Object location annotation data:
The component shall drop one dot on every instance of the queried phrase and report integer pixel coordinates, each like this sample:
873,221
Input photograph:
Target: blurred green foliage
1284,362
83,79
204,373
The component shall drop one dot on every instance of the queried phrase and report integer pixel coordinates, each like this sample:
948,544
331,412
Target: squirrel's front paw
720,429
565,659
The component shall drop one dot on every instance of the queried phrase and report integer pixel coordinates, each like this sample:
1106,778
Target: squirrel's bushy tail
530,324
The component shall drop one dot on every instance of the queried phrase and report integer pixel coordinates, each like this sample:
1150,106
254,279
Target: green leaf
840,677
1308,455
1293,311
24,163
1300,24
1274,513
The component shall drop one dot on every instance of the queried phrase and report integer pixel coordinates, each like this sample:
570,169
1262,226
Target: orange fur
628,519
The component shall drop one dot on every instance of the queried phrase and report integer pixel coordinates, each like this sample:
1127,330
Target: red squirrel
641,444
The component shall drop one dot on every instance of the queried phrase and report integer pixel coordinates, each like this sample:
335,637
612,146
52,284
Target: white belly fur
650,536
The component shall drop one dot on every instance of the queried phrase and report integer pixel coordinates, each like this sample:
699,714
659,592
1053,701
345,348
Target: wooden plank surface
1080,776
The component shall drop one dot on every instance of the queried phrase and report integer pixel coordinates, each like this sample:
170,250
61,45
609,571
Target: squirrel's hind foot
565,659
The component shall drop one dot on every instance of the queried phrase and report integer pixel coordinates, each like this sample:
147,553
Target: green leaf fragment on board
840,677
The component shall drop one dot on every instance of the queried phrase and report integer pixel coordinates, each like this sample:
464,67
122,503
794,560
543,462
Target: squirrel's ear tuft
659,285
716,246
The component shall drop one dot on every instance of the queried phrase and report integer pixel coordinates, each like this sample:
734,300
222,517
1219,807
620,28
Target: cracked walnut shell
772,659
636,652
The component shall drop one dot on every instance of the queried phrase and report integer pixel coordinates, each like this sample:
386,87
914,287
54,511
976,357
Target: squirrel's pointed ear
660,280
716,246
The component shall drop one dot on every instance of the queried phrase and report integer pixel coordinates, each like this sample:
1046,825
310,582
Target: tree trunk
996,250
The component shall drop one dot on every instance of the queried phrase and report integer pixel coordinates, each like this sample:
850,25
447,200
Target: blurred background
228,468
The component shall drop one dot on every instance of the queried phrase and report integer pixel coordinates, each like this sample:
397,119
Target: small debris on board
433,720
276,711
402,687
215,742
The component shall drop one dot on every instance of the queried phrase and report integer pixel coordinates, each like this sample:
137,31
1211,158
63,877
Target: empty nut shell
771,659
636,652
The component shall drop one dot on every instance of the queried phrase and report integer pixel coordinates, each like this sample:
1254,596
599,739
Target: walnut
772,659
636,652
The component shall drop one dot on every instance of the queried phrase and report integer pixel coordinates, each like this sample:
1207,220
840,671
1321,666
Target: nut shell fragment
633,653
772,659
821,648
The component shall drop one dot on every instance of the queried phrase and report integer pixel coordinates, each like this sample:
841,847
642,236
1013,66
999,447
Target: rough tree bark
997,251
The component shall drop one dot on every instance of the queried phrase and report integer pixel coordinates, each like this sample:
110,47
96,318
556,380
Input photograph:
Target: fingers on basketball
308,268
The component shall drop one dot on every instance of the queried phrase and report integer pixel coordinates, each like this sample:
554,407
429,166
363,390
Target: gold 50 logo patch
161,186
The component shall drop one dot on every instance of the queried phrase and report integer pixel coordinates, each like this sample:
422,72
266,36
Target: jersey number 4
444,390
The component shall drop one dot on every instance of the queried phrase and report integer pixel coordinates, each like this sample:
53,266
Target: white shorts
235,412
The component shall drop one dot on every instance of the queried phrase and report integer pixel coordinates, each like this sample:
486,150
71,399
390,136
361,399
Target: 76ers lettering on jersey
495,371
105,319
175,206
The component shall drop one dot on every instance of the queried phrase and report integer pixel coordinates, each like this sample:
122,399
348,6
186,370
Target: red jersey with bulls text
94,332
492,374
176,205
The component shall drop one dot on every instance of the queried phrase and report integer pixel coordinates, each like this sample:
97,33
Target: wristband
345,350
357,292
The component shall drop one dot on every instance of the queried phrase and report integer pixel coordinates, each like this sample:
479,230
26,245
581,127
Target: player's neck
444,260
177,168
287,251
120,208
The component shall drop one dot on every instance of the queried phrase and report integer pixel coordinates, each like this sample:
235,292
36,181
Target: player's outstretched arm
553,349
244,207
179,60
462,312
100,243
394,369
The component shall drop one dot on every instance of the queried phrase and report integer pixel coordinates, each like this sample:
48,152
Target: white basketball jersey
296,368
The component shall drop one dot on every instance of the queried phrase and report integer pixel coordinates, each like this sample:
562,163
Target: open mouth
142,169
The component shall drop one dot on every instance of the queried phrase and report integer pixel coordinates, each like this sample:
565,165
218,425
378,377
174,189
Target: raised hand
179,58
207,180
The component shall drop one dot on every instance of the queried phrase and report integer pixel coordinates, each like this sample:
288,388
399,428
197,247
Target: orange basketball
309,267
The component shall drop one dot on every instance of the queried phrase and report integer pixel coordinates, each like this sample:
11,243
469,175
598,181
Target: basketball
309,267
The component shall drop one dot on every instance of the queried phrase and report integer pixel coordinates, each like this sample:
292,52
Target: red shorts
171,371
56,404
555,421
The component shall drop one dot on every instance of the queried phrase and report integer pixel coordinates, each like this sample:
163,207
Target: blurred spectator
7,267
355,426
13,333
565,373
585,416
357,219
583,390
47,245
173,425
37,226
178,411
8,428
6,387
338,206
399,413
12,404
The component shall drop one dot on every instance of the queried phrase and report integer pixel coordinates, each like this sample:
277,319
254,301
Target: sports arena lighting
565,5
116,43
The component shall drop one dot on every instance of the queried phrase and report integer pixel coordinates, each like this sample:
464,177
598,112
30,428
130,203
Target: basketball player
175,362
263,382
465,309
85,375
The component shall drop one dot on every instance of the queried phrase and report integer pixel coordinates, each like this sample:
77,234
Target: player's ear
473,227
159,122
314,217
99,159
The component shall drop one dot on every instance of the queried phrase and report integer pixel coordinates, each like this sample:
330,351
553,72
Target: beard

** Stated goal **
Restate all of the entries above precisely.

** Output of the exercise **
The component shall drop one dot on every instance of the queried phrase and report integer pixel coordinates, each like this sample:
873,221
Input photograph:
Target: blurred green foliage
1284,362
83,79
204,373
The component shall drop one dot on every instance of the queried phrase and report integer pixel coordinates, each like this sample:
948,544
331,412
Target: squirrel's front paw
720,429
565,659
The component shall drop one dot on every instance of the queried phrase and report integer pixel coordinates, each like this sample:
1106,778
Target: squirrel's bushy tail
530,324
The component shall drop one dot on every instance of the queried phrase and report integer pixel coordinates, each like this sample:
1150,106
254,279
Target: green leaf
840,677
1308,455
1293,311
24,163
1300,24
1274,513
The component shall drop one dot on every instance of the queried phrase and report integer pixel coordinates, each like this sample:
570,169
1262,226
Target: orange fur
628,519
The component shall drop one dot on every instance of the queried phrase and report integer pixel coordinates, each like this sample:
1127,330
Target: red squirrel
641,444
The component shall drop one dot on every instance of the queried phrase and report integer pixel coordinates, each like this sample:
335,637
612,146
52,284
Target: white belly fur
650,536
The component shall drop one dot on every instance of the queried phrase and report integer pixel coordinates, each like this sample:
699,714
659,592
1053,701
345,348
Target: wooden plank surface
1080,776
The component shall drop one dot on every instance of the queried phrase and report integer pixel coordinates, each like this sample:
170,250
61,45
609,571
Target: squirrel's hind foot
565,659
The component shall drop one dot on every instance of the queried phrase and report integer pixel coordinates, each like this sample:
147,553
Target: green leaf fragment on board
840,677
The component shall drop one dot on every instance of the queried phrase and report integer pixel coordinates, each like this sample:
464,67
122,503
794,560
543,462
Target: squirrel's ear tuft
659,285
716,246
The component shall drop one dot on every instance of the queried phrase and report integer pixel coordinates, each like this sample:
734,300
222,517
1219,807
620,28
Target: cracked walnut shell
772,659
636,652
The component shall drop one dot on every instance of the queried phrase and report integer pixel coordinates, each like this sample:
386,87
914,287
54,511
976,357
Target: squirrel's pointed ear
660,280
716,246
The component shall drop one dot on every instance of the queried phrase and report integer pixel coordinates, each like this sample:
1046,825
310,582
Target: tree trunk
996,250
The component shall drop one dot on every instance of the queried phrase and report integer pixel coordinates, each like this sample:
850,25
447,200
Target: blurred background
228,468
The component shall drop one dot on every instance of the queried phrase and report integer pixel coordinates, each like this sample:
397,119
Target: small debris on board
433,720
276,711
402,687
215,742
The component shall drop one dot on every instance of the queried phrase and report integer pixel coordinates, each like this sample:
137,31
1211,158
63,877
Target: empty nut shell
771,659
636,652
The component shall drop one dot on every instance of the queried phrase and report integer pixel coordinates, each like this sample:
1254,596
599,739
Target: walnut
772,659
636,652
The component shall drop one dot on every instance of the queried phrase and report integer pixel coordinates, each like this sample:
1207,220
840,671
1321,666
Target: nut shell fragment
633,653
772,659
821,648
The component shall drop one dot on every instance of the queried phrase and report integer pixel coordinates, each like this sample:
841,847
642,236
1013,66
999,447
Target: rough tree bark
997,251
The component shall drop one dot on every instance of the queried phrase and report integer pixel coordinates, each like this sample:
110,47
96,318
556,380
Input photograph:
Target: fingers on basketball
308,268
The component shall drop one dot on every instance of the queried phrase and report integer pixel coordinates, each like this sample:
554,407
429,166
363,390
Target: gold 50 logo patch
161,186
The component shall drop one dot on every instance of the queried phrase and report integer pixel coordinates, each like this sample:
422,72
266,36
Target: jersey number 4
444,390
The component shall drop one dot on every instance of the queried phrase and report integer pixel coordinates, each like this sample:
53,266
Target: white shorts
235,412
The component shall drop one dot on every instance of the queried phrase and report integer pixel coordinates, each like this sample:
486,150
71,399
390,136
361,399
Target: 76ers lettering on jersey
495,371
105,319
175,206
The component shall drop one dot on every instance of the queried phrase and report integer pixel coordinates, each like this sample:
122,399
348,6
186,370
Target: red jersey with bulls text
94,332
492,374
176,205
The component shall drop one dot on every instance of the queried phrase and report integer pixel coordinates, each like this sample:
97,33
Target: wristband
345,350
357,292
The component shall drop one dot on every instance of the queried phrase and report integer pixel coordinates, each like this sample:
479,230
26,245
581,127
Target: player's neck
444,260
177,168
287,251
120,208
The component shall drop one dot on every instance of the queried phrase and report integer pixel coordinates, each like this sample:
235,292
36,181
Target: player's outstretched arm
553,349
244,207
179,60
462,312
100,243
394,369
The component shall drop one dot on every instance of the queried phrase and report integer pixel coordinates, each like this sample:
48,152
Target: white basketball jersey
296,368
The component shall drop one dot on every instance of the queried phrase and report integer pixel coordinates, each like this sample:
562,163
Target: open mouth
142,169
The component shall drop one dot on every instance of the queried phrase and report integer pixel coordinates, each like this sample:
565,165
218,425
378,377
174,189
Target: raised hand
179,58
207,180
The component shall drop one dot on every instance of the queried phrase and report integer pixel coordinates, each like this sample:
288,388
399,428
197,247
Target: orange basketball
309,267
The component shall drop one dot on every instance of the queried phrase and report integer pixel coordinates, each like this sample:
11,243
469,175
598,181
Target: basketball
309,267
The component shall drop one dot on every instance of the queried phrase and report integer pixel coordinates, each like this sample:
292,52
Target: red shorts
171,371
56,404
555,421
The component shall drop one dot on every instance of the queried phrase and report integer pixel coordinates, each like this sample:
163,207
Target: blurred spectator
7,267
355,426
13,333
565,373
585,416
357,219
583,390
47,245
173,425
37,226
178,411
8,428
6,387
338,206
399,413
12,404
The component shall drop one dot on every instance of the queried phrase and report integer pixel coordinates, each like this sample:
277,319
254,301
Target: sports arena lighting
565,5
116,43
The component shall drop one dot on every instance of the queried phrase and report integer pixel coordinates, each like this sample:
464,177
598,112
30,428
130,203
Target: basketball player
175,362
263,382
465,309
85,375
The component shall drop one dot on every instance of the queried phrase and report integer pixel coordinates, each like this sample:
77,234
Target: player's ear
473,227
159,122
314,217
99,159
The component shall drop one dot on every instance of the queried phrase and report integer pixel coordinates, each like this sample:
330,351
553,72
Target: beard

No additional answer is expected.